■ READING PASSAGE:
•••••

Traveling Bees Have More Stress and Shorter Lives
Research from North Carolina State University, published in Scientific Reports, shows that travel can adversely affect bee health and lifespans.
Honey bees (Apis mellifera) are frequently trucked around the United States to pollinate crops like apples, almonds and berries. The new research shows that traveling bees generally have shorter lives than stationary bees, and they also have greater oxidative stress levels, which ages them more quickly and may lessen their capacity to fight off disease and parasites.
In one experiment, bees from commercial colonies that had traveled to pollinate almonds in California and then in Maine were compared to bees from colonies that remained stationary in the NC State apiary. Bees from traveling colony bees lived about one day less than the stationary bees.
“One day may seem trivial, but when a normal forager bee lifespan is only around 20 days, one day is significant,” said Michael Simone-Finstrom, one of the co-authors.
In another experiment, researchers compared lifespan and colony health of migratory bees that traveled relatively short distances in North Carolina — 35 to 60 miles in a handful of trips — to stationary bees; both types of colonies were controlled by the researchers.
“We saw the same lifespan differences as in the first experiment, plus we saw more oxidative stress in traveling bees when compared to stationary bees,” said co-author Hongmei Li-Byarlay.

•••••

■ GIVEN MATERIAL:
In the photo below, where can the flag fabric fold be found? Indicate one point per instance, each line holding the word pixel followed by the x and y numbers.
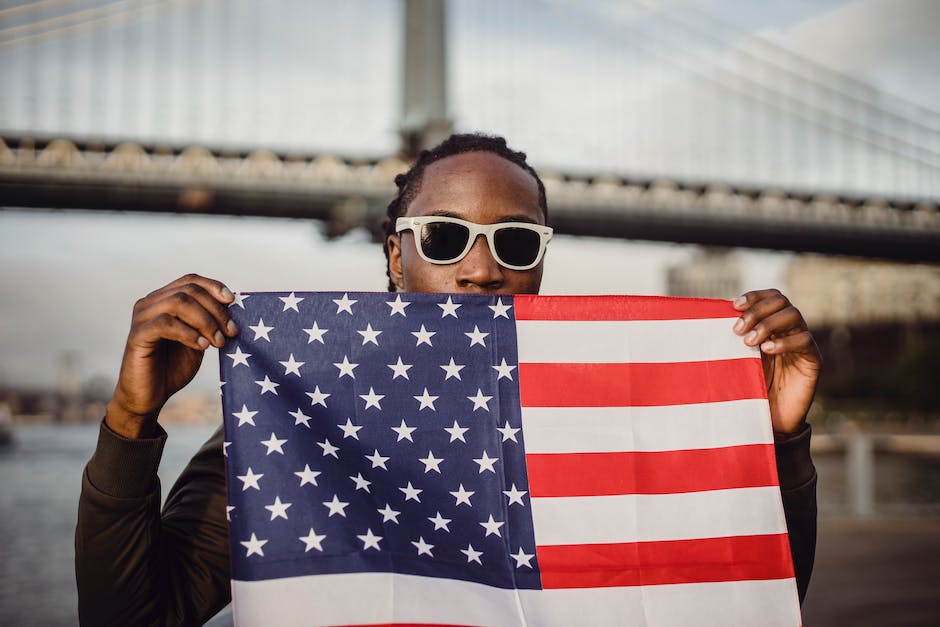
pixel 445 459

•••••

■ YOUR TASK:
Copy out, word for word, everything in the passage on traveling bees from "Honey bees (Apis" down to "disease and parasites.".

■ TASK RESPONSE:
Honey bees (Apis mellifera) are frequently trucked around the United States to pollinate crops like apples, almonds and berries. The new research shows that traveling bees generally have shorter lives than stationary bees, and they also have greater oxidative stress levels, which ages them more quickly and may lessen their capacity to fight off disease and parasites.